#### PROBLEM STATEMENT:
Range to output from the entries below: the line containing "Target: white sailboat" through the line containing "Expected: one point per instance of the grey". Set it down exactly, ends included, nothing else.

#### TASK INPUTS:

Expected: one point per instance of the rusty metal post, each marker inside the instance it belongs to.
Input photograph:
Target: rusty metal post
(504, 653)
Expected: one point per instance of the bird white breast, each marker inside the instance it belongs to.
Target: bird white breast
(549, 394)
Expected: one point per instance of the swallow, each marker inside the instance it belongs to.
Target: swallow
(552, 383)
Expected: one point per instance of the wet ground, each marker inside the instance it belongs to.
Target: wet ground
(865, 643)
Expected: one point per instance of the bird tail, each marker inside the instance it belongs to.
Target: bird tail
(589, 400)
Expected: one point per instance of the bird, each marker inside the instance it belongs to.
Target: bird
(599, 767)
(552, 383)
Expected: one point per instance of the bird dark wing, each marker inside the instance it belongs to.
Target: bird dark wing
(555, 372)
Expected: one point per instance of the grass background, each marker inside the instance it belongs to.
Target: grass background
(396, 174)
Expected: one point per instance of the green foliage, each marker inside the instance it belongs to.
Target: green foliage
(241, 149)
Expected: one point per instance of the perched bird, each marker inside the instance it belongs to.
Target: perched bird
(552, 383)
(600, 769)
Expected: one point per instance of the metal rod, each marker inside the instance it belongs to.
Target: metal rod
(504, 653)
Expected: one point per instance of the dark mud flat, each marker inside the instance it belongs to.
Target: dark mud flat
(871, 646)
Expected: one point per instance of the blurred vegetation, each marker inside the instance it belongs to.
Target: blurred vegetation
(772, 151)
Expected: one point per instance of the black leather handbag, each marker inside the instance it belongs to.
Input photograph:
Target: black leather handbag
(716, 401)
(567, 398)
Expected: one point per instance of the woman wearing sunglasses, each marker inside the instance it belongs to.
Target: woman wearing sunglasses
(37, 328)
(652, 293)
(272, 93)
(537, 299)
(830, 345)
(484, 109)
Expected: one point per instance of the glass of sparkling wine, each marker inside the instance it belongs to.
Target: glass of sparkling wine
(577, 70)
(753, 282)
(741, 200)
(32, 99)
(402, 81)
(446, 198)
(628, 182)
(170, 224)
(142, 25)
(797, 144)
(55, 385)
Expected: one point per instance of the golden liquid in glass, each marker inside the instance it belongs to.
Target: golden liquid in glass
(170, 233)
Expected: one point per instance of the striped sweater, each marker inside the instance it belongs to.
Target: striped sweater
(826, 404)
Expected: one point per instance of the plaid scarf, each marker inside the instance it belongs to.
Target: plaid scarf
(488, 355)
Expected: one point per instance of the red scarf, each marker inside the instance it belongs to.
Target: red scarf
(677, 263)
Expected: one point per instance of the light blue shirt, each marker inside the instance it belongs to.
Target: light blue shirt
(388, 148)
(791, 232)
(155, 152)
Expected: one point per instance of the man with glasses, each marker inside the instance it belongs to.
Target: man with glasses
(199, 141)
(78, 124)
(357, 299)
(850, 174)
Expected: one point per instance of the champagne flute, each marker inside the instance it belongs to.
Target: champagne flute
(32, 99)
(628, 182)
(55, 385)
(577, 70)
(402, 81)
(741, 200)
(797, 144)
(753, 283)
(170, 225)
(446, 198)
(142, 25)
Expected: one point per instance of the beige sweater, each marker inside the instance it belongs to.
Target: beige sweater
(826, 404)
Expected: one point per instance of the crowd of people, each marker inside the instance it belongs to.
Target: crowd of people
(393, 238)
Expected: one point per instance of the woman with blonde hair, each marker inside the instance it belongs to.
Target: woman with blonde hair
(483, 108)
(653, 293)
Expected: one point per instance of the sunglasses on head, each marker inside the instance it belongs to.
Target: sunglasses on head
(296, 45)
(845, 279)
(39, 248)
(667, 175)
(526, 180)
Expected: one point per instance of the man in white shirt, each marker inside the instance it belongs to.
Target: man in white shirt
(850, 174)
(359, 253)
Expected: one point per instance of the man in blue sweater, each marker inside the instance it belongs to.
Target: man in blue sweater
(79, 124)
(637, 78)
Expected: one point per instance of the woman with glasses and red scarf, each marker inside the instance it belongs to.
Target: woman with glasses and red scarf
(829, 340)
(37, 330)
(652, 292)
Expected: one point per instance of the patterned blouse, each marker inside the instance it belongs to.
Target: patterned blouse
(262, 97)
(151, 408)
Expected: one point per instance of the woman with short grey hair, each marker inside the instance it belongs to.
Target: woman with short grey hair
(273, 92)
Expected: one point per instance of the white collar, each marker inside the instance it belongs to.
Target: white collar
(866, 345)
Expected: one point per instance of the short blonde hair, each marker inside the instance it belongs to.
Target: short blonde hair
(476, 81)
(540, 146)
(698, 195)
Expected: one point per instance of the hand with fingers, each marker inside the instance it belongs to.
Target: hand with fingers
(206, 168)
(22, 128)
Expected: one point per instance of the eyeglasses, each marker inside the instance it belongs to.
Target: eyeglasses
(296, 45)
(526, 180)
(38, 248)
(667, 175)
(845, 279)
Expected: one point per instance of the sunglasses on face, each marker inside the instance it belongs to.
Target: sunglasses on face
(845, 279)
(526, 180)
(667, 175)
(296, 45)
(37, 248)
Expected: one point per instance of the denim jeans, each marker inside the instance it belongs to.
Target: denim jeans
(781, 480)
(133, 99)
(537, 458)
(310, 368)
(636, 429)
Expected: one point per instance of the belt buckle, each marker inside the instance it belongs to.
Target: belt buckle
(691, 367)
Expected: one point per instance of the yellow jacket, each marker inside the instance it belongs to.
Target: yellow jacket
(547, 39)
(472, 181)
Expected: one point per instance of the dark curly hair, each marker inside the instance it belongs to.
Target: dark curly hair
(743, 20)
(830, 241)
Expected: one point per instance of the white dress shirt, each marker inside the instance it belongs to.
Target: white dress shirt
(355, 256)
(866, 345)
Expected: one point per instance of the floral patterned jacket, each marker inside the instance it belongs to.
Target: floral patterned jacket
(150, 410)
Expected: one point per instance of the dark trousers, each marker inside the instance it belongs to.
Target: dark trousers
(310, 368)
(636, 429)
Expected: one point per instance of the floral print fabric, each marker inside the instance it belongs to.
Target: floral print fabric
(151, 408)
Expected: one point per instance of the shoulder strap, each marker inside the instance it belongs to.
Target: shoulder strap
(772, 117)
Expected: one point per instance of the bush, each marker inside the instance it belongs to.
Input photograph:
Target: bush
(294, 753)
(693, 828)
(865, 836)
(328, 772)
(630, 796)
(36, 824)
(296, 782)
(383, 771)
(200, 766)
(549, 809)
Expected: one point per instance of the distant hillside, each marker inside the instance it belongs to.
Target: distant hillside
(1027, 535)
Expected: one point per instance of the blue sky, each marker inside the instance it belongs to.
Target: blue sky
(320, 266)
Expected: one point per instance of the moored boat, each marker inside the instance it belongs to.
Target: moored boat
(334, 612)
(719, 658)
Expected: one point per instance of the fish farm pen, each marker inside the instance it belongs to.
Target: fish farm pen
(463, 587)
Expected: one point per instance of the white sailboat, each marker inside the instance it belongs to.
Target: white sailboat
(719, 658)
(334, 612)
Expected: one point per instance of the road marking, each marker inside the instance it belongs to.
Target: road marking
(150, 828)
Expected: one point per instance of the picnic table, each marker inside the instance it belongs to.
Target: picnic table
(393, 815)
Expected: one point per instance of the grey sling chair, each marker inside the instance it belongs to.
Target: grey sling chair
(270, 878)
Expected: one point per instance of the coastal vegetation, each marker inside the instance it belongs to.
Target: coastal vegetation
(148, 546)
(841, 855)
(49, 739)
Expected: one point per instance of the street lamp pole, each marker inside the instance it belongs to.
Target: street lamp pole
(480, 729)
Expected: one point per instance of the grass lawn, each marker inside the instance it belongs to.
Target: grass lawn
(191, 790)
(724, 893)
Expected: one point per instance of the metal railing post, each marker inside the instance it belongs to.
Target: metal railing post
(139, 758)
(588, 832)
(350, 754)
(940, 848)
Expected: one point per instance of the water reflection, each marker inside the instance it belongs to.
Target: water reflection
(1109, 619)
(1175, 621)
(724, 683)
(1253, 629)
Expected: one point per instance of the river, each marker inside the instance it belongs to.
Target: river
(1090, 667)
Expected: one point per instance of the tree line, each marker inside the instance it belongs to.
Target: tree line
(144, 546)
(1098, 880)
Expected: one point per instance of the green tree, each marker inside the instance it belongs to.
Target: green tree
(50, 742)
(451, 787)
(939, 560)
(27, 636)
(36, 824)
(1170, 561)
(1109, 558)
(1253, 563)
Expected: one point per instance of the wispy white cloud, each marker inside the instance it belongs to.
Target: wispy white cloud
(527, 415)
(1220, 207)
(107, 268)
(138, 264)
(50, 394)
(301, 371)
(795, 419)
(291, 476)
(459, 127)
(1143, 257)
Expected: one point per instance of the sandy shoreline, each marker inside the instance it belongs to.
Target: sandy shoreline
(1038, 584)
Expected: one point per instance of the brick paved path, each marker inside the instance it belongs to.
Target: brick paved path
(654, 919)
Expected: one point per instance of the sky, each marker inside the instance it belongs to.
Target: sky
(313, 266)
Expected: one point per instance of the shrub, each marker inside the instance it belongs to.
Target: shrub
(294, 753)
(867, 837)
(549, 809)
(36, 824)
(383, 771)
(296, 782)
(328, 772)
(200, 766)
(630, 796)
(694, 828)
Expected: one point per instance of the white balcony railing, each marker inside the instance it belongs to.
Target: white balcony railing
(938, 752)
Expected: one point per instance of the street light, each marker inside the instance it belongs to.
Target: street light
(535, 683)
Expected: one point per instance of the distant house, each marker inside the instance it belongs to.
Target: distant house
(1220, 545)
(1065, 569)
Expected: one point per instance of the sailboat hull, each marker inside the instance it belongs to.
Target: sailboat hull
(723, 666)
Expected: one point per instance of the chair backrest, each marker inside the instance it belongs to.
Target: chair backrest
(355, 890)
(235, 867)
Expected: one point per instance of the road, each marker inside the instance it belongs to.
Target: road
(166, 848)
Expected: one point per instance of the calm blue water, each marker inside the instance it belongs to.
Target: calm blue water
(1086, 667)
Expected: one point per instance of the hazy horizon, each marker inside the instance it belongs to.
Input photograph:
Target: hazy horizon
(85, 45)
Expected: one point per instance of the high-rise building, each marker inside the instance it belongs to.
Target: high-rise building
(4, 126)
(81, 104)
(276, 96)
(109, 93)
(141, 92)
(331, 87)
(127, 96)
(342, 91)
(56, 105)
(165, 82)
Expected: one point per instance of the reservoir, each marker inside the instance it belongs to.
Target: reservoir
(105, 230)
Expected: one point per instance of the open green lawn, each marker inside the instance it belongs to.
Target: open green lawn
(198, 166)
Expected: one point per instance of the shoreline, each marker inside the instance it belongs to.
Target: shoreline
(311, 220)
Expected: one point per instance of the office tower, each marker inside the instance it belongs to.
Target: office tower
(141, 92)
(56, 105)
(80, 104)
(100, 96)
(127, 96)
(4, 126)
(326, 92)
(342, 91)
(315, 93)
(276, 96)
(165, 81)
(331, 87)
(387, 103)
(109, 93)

#### YOUR SOLUTION:
Target: white sailboat
(719, 658)
(334, 612)
Expected: one point per instance of the road marking, each marker inside the instance it belongs to.
Target: road marking
(150, 828)
Expected: one point per instance of the picnic table, each marker inside the instance it belongs to.
Target: picnic table
(393, 815)
Expected: one point per instance of the grey sling chair, each marker inside the instance it belongs to.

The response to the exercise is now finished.